--- start The records ---
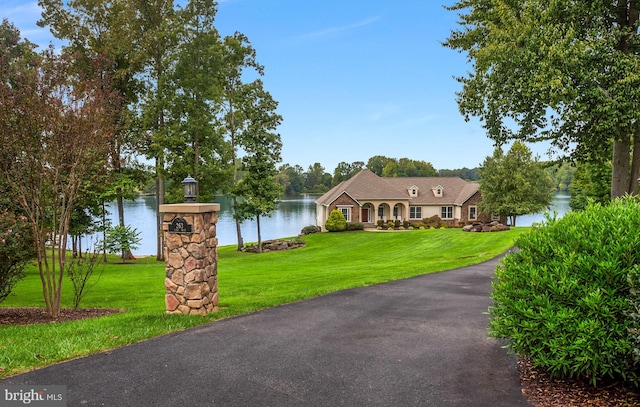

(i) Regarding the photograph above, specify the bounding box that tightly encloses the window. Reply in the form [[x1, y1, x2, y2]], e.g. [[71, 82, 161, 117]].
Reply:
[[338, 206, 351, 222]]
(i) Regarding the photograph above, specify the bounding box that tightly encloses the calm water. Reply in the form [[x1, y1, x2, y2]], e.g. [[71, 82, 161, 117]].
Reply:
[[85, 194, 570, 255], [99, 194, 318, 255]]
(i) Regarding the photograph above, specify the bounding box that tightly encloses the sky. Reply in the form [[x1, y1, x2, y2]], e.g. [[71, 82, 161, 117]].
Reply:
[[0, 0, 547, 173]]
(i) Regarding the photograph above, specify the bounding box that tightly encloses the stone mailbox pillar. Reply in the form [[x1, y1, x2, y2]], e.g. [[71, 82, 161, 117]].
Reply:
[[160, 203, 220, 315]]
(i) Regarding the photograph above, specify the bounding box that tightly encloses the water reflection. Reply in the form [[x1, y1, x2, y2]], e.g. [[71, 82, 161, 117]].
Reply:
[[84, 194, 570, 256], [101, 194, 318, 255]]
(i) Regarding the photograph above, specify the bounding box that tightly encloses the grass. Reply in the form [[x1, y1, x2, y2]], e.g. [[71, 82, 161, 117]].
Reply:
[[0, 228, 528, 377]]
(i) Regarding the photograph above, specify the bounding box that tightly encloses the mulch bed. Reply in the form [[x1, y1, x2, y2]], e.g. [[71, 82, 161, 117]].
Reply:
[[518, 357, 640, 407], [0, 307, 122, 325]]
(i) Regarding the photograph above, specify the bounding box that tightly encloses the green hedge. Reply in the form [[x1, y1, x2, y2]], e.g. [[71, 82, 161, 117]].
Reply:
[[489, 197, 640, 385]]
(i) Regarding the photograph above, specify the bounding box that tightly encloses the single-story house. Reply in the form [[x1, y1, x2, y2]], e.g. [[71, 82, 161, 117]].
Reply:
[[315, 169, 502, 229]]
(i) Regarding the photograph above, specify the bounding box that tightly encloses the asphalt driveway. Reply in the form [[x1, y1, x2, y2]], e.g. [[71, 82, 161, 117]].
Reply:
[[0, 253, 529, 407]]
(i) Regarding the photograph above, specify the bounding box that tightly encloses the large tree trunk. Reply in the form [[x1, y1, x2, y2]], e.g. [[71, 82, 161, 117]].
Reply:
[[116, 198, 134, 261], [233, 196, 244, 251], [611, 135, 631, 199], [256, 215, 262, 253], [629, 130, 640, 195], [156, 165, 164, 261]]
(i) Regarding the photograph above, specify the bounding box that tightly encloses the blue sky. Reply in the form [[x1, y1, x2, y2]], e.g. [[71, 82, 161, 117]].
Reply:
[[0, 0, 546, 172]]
--- end The records ---
> Short problem:
Copy the material word for word, from its beginning through the line that contains "[[85, 194, 570, 255], [99, 194, 318, 255]]", and leave the pictures out.

> Task answer:
(i) Regarding the photograph above, specify the bounding box that tightly encloses the window. Reply in the form [[x1, y1, x2, y2]], e.g. [[71, 82, 161, 117]].
Reply:
[[338, 206, 351, 222]]
(i) Regarding the photograph above, specify the bounding box that tightly encloses the calm water. Reply in the form [[x1, y1, x2, y2]], e.g. [[71, 82, 161, 117]].
Reply:
[[85, 194, 570, 255], [99, 194, 318, 255]]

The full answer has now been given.